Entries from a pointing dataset
┏━━

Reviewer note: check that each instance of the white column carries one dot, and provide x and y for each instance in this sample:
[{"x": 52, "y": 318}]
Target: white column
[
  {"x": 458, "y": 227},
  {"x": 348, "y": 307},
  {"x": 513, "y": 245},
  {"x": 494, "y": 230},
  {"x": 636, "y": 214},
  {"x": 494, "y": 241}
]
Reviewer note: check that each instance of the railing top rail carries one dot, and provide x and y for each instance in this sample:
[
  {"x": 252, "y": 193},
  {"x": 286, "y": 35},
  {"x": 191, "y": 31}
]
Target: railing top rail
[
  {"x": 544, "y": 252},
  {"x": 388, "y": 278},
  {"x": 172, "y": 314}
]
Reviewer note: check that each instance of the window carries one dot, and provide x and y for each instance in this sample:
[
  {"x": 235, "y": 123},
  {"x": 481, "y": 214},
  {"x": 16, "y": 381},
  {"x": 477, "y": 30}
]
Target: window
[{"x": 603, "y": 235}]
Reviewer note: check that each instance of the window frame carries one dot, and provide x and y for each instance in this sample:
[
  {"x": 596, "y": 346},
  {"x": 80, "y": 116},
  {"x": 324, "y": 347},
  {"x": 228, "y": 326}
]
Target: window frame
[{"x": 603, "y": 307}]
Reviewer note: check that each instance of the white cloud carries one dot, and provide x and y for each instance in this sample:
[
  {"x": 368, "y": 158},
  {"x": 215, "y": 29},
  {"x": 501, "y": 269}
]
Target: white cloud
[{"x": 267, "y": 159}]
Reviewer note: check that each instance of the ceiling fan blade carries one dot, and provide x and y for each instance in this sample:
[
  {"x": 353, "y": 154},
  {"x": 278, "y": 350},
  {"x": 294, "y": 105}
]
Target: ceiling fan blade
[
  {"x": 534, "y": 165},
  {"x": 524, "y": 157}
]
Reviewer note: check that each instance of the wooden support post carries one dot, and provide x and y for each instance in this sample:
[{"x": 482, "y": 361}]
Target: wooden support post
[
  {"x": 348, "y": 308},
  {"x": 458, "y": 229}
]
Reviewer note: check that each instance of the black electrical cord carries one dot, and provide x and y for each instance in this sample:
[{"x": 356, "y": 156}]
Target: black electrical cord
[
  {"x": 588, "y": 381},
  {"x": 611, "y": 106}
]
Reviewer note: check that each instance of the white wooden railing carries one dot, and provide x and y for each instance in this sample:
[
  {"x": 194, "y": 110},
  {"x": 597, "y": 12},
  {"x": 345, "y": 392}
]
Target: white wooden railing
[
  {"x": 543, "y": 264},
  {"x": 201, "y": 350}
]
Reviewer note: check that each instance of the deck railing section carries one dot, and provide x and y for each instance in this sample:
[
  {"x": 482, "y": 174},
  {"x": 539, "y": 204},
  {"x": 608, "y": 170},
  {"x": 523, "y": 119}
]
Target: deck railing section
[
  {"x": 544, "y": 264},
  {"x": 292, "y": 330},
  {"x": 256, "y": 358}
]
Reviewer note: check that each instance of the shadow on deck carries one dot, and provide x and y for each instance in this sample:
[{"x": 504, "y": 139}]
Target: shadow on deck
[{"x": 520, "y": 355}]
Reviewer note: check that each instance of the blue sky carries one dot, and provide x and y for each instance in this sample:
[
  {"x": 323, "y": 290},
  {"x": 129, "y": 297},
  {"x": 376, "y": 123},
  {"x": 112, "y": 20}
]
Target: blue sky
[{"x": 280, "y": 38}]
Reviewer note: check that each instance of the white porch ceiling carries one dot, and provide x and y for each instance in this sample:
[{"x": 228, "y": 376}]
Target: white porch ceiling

┗━━

### Your objective
From the records above, extract every entry verbatim.

### Task result
Reviewer note: check that each instance of the white column carries one dot, and provide x and y for each instance in this sample:
[{"x": 52, "y": 318}]
Target: white column
[
  {"x": 458, "y": 227},
  {"x": 348, "y": 307},
  {"x": 513, "y": 245},
  {"x": 494, "y": 230},
  {"x": 636, "y": 214},
  {"x": 494, "y": 241}
]
Reviewer note: check that each instance of the railing top rail carries one dot, and provide x and y for each instance in this sample:
[
  {"x": 252, "y": 193},
  {"x": 286, "y": 35},
  {"x": 191, "y": 31}
]
Target: railing top rail
[
  {"x": 544, "y": 252},
  {"x": 388, "y": 278},
  {"x": 172, "y": 314}
]
Reviewer note: check that each instance of the window carries one dot, and provide x and y for each instance in this sample:
[
  {"x": 235, "y": 123},
  {"x": 481, "y": 214},
  {"x": 16, "y": 381},
  {"x": 477, "y": 30}
]
Target: window
[{"x": 603, "y": 235}]
Reviewer note: check that each instance of the window frame carries one dot, and provide x and y for each instance in this sample:
[
  {"x": 596, "y": 346},
  {"x": 80, "y": 116},
  {"x": 324, "y": 347},
  {"x": 228, "y": 326}
]
Target: window frame
[{"x": 603, "y": 307}]
Reviewer note: check that each instance of the white cloud carries one dot, and provide x and y for each instance in this sample:
[
  {"x": 368, "y": 158},
  {"x": 215, "y": 29},
  {"x": 501, "y": 269}
]
Target: white cloud
[{"x": 267, "y": 159}]
Reviewer note: check that each instance of the ceiling fan blade carries one dot, and provide x and y for each instance in this sample:
[
  {"x": 353, "y": 154},
  {"x": 278, "y": 350},
  {"x": 294, "y": 105}
]
Target: ceiling fan blade
[
  {"x": 534, "y": 165},
  {"x": 524, "y": 157}
]
Reviewer note: check that each instance of the wooden support post carries one dot, and provide x and y for each instance in this sample:
[{"x": 482, "y": 361}]
Target: wooden support post
[
  {"x": 348, "y": 308},
  {"x": 458, "y": 229}
]
Reviewer note: check that each instance of the black electrical cord carries one dot, and provide x and y for each instance in this sample:
[{"x": 356, "y": 156}]
Target: black electrical cord
[
  {"x": 588, "y": 381},
  {"x": 611, "y": 106}
]
Reviewer note: check that each instance of the white wooden railing carries one dot, and provide x and y for each instance in this sample:
[
  {"x": 194, "y": 110},
  {"x": 597, "y": 12},
  {"x": 345, "y": 392}
]
Target: white wooden railing
[
  {"x": 543, "y": 264},
  {"x": 201, "y": 350}
]
Reviewer note: check that each instance of the deck railing section carries one dot, and provide x and y for each instance in this sample:
[
  {"x": 482, "y": 174},
  {"x": 539, "y": 204},
  {"x": 608, "y": 170},
  {"x": 523, "y": 119}
]
Target: deck railing section
[
  {"x": 544, "y": 264},
  {"x": 292, "y": 330},
  {"x": 256, "y": 358}
]
Reviewer note: check that each instance of the shadow on deck carries one dot, and provide x and y for each instance in this sample:
[{"x": 504, "y": 139}]
Target: shadow on deck
[{"x": 520, "y": 355}]
Reviewer note: check that each instance of the blue sky carries one dot, and provide x and y for each instance in this sample:
[
  {"x": 323, "y": 290},
  {"x": 129, "y": 297},
  {"x": 376, "y": 123},
  {"x": 112, "y": 20}
]
Target: blue sky
[{"x": 280, "y": 38}]
Reviewer note: check that each instance of the white porch ceiling carries one dot, and provide x and y for each instance in this sample:
[{"x": 228, "y": 376}]
Target: white porch ceiling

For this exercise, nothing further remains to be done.